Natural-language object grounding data

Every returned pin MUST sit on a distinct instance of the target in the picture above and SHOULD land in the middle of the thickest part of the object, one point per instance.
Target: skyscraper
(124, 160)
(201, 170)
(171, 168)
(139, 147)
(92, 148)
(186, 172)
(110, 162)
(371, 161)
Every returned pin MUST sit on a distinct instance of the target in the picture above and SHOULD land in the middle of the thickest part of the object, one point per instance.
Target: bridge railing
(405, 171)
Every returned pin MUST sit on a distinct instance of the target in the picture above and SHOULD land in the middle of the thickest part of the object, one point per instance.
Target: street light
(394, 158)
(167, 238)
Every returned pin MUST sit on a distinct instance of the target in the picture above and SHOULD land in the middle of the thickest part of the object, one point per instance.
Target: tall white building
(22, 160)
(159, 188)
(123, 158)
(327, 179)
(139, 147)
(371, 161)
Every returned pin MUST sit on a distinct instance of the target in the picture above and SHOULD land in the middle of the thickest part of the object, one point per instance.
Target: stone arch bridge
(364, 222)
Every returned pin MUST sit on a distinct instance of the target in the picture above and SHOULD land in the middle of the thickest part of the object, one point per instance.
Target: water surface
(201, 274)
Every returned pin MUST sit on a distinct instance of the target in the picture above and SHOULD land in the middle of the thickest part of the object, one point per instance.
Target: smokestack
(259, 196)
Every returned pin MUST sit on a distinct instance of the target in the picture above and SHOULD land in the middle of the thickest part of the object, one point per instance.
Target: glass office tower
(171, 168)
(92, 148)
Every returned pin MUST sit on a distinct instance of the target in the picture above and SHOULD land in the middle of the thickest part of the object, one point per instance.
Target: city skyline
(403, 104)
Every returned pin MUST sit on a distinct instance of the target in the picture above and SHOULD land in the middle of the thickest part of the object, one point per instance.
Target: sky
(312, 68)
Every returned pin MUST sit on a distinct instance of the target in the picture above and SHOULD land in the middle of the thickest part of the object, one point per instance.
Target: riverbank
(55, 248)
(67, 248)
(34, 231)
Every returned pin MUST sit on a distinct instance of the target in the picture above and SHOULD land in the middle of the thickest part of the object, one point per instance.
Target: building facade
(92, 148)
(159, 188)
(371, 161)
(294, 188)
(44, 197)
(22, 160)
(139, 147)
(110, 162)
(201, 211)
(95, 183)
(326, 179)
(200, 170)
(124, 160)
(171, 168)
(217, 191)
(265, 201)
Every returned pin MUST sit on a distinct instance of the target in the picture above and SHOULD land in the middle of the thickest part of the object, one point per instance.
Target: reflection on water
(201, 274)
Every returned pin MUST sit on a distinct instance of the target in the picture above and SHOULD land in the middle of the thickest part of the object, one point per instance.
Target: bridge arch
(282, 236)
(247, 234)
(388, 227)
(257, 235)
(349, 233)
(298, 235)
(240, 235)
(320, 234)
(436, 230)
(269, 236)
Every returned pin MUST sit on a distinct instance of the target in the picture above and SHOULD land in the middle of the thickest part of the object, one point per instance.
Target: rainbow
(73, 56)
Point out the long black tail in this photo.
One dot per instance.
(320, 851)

...

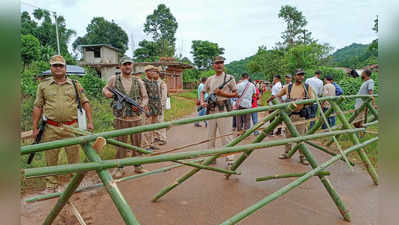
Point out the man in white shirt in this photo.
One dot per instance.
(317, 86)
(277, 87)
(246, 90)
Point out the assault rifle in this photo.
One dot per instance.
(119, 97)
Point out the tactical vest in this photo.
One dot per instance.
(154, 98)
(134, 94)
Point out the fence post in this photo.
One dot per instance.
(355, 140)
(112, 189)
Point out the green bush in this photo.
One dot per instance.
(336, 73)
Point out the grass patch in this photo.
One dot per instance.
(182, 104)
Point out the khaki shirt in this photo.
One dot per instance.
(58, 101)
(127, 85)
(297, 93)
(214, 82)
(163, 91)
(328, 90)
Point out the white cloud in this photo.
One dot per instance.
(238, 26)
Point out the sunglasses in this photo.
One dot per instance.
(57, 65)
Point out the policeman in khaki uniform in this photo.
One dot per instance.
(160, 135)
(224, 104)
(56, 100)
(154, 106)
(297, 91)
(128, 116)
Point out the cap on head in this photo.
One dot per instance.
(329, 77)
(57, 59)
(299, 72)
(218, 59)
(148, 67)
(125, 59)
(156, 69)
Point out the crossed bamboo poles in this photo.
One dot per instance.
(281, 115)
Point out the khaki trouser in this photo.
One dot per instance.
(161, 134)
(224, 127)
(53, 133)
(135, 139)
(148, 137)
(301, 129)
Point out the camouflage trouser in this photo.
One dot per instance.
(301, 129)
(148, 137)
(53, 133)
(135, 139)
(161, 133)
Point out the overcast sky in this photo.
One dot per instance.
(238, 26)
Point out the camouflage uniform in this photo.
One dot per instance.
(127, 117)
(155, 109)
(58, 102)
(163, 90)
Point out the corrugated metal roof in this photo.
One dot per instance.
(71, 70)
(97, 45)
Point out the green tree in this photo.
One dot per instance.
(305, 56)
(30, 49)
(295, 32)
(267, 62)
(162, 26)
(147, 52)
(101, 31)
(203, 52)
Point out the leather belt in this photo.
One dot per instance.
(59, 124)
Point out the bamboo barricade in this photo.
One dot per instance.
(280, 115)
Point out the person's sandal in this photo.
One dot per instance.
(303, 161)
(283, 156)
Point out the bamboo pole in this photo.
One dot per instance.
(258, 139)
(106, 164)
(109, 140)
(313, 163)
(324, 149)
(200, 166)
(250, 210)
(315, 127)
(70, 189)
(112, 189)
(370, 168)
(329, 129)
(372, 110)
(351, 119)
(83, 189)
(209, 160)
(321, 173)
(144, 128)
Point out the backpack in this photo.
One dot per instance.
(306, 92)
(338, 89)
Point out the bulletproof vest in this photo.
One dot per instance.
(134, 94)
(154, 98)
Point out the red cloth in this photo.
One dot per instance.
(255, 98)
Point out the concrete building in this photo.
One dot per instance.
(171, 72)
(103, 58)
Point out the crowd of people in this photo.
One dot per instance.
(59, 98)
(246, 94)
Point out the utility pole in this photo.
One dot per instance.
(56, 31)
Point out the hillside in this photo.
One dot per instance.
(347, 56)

---

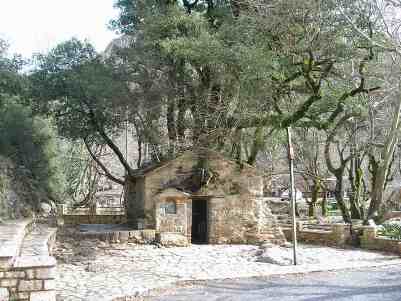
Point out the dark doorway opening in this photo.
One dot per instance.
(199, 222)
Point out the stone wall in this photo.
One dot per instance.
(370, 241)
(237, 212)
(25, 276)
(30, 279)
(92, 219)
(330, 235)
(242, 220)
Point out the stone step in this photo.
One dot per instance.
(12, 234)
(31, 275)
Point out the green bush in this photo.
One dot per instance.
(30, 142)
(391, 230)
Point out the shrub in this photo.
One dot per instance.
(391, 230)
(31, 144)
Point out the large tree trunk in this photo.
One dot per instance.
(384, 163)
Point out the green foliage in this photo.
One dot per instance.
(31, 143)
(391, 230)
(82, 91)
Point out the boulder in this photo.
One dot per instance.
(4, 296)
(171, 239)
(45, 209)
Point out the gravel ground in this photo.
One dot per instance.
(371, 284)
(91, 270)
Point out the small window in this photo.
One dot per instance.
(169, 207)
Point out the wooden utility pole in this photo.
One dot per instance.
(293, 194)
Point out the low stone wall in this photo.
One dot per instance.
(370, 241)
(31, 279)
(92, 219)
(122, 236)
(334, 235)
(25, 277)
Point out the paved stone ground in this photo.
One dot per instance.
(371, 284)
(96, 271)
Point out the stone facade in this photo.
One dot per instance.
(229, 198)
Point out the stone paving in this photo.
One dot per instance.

EXERCISE PROMPT: Filter the records above and copy every line that contains the word "green".

WRITTEN RESPONSE:
Point out the green bush in this photo.
Point out the green tree in this photo.
Point out the green bush in this photo.
Point out the green foliage in this photo.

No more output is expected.